Please copy each line of the listing that includes the string "query".

* Data records:
+ + +

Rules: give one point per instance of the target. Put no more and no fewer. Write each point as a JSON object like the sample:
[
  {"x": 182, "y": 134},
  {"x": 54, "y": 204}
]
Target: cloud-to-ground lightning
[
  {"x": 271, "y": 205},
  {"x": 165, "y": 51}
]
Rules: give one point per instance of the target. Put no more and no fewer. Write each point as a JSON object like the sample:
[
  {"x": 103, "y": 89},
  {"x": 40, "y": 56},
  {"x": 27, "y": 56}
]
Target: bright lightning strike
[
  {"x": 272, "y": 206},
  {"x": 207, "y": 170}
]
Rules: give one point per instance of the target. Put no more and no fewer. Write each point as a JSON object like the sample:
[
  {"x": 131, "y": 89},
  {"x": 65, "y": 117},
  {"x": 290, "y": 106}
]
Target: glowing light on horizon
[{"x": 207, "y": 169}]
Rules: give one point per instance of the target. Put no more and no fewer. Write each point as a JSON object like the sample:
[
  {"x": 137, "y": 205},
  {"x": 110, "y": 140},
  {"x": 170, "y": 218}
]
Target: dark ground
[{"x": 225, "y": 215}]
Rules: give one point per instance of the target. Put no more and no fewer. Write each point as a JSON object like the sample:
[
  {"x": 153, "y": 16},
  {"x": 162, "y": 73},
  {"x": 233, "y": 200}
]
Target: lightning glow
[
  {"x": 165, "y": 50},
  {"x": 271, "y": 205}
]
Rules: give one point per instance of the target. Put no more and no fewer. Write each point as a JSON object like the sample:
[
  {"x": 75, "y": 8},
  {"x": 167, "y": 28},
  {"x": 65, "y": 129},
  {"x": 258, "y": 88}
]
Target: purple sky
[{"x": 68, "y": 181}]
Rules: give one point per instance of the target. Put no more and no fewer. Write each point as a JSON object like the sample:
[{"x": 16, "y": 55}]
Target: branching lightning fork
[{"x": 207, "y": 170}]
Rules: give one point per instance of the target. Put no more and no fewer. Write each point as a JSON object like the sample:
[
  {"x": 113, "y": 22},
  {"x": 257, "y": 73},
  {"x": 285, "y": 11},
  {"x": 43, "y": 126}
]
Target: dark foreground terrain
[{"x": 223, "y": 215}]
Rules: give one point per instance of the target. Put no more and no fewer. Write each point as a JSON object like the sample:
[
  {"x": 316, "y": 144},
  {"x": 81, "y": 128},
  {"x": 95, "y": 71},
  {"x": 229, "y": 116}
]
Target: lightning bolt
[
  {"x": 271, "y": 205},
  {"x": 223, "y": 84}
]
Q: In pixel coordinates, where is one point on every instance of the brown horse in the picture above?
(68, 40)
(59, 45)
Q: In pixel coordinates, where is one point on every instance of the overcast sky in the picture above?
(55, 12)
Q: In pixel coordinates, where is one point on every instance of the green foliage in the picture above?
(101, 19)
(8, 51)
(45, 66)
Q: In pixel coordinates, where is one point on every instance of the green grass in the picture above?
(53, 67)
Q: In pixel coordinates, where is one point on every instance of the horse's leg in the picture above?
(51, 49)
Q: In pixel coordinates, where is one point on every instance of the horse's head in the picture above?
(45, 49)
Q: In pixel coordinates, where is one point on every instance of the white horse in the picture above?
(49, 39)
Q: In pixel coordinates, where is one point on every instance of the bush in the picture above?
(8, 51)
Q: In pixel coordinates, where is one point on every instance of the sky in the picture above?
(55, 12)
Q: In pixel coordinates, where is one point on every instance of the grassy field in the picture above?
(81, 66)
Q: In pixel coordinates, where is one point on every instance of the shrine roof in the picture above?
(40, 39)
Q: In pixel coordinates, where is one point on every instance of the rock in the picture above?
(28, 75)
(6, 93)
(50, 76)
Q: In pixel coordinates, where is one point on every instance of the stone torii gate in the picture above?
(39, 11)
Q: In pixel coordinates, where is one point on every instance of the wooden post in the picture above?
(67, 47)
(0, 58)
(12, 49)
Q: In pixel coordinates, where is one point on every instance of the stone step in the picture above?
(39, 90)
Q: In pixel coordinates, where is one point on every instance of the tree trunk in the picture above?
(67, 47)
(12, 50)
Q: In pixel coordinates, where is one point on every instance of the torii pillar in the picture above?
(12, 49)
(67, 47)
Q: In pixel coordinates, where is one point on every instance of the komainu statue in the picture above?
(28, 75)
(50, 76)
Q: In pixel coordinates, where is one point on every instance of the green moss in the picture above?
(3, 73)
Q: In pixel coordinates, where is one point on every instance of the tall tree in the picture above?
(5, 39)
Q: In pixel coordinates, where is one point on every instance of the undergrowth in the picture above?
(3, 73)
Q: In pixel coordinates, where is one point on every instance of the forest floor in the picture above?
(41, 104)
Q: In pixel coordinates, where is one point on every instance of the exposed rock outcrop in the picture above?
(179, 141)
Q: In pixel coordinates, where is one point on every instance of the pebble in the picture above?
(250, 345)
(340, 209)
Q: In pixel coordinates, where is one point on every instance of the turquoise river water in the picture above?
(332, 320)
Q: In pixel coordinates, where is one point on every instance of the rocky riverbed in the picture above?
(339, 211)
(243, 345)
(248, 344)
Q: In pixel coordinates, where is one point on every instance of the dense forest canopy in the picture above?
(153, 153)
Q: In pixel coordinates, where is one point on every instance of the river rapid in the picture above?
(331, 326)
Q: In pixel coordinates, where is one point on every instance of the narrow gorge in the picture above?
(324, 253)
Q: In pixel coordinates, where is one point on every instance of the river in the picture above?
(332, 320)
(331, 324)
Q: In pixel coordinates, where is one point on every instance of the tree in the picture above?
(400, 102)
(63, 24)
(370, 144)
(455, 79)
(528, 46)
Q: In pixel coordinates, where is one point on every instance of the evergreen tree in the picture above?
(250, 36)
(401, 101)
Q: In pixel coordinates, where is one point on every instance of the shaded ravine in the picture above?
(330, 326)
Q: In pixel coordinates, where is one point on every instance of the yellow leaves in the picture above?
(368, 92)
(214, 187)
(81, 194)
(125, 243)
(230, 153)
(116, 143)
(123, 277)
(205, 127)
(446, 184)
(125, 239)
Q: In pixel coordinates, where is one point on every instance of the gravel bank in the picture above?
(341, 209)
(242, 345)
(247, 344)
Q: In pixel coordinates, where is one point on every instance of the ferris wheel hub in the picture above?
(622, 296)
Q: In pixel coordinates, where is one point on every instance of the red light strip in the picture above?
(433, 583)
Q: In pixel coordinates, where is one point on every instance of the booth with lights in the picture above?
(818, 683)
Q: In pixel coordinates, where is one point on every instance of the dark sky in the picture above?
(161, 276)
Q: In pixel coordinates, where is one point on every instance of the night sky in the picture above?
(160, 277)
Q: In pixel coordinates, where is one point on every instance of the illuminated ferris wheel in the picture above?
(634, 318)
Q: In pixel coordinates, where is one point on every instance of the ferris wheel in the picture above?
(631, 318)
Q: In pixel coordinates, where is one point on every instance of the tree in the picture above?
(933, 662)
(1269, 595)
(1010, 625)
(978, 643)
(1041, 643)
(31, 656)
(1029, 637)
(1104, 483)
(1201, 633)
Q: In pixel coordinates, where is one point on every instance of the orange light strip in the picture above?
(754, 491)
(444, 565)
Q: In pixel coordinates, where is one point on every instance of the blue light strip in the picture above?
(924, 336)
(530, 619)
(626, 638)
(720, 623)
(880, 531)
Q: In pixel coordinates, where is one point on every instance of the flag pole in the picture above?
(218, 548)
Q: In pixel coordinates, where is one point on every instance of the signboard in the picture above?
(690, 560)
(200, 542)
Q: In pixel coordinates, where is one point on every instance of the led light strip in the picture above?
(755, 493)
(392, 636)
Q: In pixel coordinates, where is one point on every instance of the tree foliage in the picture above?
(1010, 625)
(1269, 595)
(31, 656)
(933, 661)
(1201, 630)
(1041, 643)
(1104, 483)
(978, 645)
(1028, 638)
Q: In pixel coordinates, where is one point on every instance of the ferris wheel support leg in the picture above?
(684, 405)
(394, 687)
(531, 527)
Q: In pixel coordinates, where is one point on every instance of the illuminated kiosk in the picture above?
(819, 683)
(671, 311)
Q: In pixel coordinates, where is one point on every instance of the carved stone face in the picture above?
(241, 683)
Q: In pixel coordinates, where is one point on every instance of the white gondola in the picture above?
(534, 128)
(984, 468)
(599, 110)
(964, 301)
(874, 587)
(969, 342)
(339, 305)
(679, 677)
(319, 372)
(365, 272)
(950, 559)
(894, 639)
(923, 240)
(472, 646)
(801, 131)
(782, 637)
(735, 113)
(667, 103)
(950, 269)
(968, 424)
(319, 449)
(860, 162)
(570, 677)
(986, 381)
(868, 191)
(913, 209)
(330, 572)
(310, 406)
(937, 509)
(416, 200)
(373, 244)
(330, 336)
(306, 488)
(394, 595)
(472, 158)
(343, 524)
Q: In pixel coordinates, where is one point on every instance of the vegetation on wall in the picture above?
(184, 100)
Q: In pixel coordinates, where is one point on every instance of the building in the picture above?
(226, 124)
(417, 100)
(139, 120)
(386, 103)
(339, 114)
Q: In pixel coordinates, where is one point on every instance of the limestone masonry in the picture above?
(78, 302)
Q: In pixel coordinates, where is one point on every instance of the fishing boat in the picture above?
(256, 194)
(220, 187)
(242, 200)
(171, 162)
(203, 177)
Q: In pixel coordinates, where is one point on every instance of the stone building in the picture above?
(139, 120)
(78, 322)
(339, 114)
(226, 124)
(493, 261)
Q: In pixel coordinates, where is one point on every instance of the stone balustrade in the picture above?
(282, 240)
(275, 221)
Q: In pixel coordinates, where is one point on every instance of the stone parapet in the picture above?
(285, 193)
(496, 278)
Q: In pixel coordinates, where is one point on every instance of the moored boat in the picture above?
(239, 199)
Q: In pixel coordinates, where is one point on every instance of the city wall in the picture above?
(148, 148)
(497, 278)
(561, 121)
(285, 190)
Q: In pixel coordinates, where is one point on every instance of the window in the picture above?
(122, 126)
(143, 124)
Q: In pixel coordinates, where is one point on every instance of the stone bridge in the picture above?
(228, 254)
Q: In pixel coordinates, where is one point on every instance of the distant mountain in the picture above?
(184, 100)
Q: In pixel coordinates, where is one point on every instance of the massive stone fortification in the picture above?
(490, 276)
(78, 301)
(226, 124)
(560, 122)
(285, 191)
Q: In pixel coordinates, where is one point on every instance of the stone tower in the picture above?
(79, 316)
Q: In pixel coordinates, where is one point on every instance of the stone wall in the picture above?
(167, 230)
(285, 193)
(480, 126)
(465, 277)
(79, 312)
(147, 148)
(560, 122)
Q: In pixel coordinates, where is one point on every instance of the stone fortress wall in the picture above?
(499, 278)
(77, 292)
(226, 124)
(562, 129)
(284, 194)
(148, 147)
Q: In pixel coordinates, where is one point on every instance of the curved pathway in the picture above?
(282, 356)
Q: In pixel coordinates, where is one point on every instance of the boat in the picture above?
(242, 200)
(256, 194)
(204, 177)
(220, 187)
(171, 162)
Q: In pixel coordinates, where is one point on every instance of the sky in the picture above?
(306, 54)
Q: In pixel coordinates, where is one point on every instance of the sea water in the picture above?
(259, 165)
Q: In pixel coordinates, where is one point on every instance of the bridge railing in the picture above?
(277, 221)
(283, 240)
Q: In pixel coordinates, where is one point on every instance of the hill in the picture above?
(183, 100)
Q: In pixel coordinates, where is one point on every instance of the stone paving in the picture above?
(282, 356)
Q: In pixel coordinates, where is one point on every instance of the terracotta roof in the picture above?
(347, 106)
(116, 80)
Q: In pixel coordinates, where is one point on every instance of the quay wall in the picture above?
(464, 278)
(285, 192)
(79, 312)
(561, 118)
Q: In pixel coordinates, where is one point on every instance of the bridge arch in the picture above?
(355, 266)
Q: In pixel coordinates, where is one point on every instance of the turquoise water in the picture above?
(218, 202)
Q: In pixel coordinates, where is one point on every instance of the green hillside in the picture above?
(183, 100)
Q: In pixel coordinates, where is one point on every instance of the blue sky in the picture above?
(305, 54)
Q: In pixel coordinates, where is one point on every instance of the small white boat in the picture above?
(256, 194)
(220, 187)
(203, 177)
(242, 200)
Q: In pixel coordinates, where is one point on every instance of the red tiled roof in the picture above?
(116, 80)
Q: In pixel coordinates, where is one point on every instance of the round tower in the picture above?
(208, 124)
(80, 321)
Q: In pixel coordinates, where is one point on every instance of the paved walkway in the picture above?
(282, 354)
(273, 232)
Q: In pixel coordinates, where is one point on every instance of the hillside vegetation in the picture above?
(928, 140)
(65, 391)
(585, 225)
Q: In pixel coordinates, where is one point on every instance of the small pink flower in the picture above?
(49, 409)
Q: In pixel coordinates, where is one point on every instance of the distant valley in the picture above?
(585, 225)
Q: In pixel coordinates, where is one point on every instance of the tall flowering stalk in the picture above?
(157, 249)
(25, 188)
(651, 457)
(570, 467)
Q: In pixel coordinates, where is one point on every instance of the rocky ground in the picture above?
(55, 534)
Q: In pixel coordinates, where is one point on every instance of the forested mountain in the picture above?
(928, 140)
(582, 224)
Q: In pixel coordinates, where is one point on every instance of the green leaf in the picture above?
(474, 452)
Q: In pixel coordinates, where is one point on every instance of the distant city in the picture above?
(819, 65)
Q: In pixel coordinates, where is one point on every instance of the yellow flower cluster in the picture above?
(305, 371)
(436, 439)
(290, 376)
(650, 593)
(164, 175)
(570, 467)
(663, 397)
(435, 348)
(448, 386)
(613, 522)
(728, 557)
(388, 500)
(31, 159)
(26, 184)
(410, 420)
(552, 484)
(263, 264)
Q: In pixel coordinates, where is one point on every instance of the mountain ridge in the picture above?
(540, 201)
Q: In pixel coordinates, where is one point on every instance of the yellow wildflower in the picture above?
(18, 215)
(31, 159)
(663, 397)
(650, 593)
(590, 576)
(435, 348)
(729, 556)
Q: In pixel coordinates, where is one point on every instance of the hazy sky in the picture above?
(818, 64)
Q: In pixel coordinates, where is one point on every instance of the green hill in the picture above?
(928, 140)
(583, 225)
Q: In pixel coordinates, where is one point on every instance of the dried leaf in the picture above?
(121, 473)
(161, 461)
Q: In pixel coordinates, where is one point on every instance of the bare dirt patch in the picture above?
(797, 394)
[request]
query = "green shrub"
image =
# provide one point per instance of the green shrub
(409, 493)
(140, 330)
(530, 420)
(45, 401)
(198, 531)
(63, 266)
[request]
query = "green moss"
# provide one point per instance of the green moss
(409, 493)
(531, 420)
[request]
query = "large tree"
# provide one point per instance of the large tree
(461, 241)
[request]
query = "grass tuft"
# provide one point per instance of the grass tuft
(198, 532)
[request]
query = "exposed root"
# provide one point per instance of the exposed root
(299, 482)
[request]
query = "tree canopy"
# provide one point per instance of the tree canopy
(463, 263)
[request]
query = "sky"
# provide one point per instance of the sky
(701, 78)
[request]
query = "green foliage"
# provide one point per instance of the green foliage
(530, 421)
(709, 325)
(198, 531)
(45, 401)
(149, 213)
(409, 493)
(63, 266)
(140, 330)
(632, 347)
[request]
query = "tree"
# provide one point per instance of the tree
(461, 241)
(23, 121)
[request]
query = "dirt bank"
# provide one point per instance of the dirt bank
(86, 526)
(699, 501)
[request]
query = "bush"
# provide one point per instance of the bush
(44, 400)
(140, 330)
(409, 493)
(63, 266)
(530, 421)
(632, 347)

+ + +

* Solution to the exercise:
query = "green shrub"
query = "green moss"
query = "large tree"
query = "grass tuft"
query = "exposed root"
query = "tree canopy"
query = "sky"
query = "green foliage"
query = "tree"
query = "dirt bank"
query = "bush"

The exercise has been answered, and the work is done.